Your objective - Rewrite all of these lines, requests included, with every x and y coordinate in the answers multiplied by 1.45 and rounded to the nearest whole number, halves rounding up. Leave the pictures out of your answer.

Point annotations for photos -
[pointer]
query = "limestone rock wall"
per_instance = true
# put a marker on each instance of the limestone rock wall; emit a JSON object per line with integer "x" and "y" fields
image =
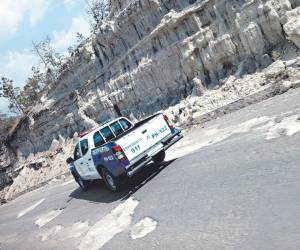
{"x": 150, "y": 54}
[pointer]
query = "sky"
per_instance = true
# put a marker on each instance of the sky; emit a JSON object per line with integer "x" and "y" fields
{"x": 26, "y": 21}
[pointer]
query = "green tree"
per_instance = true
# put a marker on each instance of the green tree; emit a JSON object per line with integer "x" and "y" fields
{"x": 11, "y": 93}
{"x": 96, "y": 11}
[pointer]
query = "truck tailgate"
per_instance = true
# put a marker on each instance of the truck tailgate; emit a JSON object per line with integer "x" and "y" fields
{"x": 144, "y": 137}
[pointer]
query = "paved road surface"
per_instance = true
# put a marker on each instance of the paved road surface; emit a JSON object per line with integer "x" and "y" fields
{"x": 234, "y": 184}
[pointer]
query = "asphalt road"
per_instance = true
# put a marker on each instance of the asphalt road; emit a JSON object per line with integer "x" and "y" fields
{"x": 232, "y": 184}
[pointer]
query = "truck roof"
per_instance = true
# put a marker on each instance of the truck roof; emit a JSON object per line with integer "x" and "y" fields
{"x": 102, "y": 125}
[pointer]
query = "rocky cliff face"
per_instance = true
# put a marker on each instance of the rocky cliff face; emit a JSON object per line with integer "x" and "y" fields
{"x": 151, "y": 54}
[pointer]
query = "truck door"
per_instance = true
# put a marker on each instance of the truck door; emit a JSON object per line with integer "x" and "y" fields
{"x": 78, "y": 160}
{"x": 89, "y": 169}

Result below -
[pointer]
query = "limestone rock wall"
per_instance = true
# put a marker on each instance of the limestone rock wall; emit a JSON object per line with integer "x" and "y" fields
image =
{"x": 218, "y": 78}
[pointer]
query = "sky"
per_instance = true
# put a marker on each instance of the sky; emit a JSON object per line with integer "x" and "y" fields
{"x": 38, "y": 30}
[pointer]
query = "green tree"
per_instance = true
# put a marker on each instance of the green tree; emit a JSON object per line with integer "x" and "y" fields
{"x": 16, "y": 135}
{"x": 139, "y": 16}
[pointer]
query = "truck tailgate"
per_instance = true
# put a marker on each instance of the truck tailgate; emit a JSON object per line with integer "x" and "y" fields
{"x": 209, "y": 199}
[pointer]
query = "paved road surface"
per_instance = true
# put a marker on each instance of the paved road surface; emit a JSON object per line with integer "x" and "y" fields
{"x": 339, "y": 267}
[pointer]
query = "asphalt road"
per_instance = true
# put a marker on each instance of the asphalt road; emit a JSON object per line with integer "x" and "y" fields
{"x": 336, "y": 267}
[pointer]
query = "truck roof"
per_instance = true
# put a marker on each instance of the truck roof; emit a JSON object per line with integer "x" and "y" fields
{"x": 148, "y": 181}
[pointer]
query = "rocky cliff face"
per_instance = true
# put a marker on each instance of the rocky cliff face; emit a JSON object per line with integer "x" and "y" fields
{"x": 219, "y": 78}
[pointer]
query = "truck door"
per_instance = true
# put a marker on each instance of the truck door; emit a JSON object per line with integer "x" and "y" fields
{"x": 113, "y": 232}
{"x": 129, "y": 245}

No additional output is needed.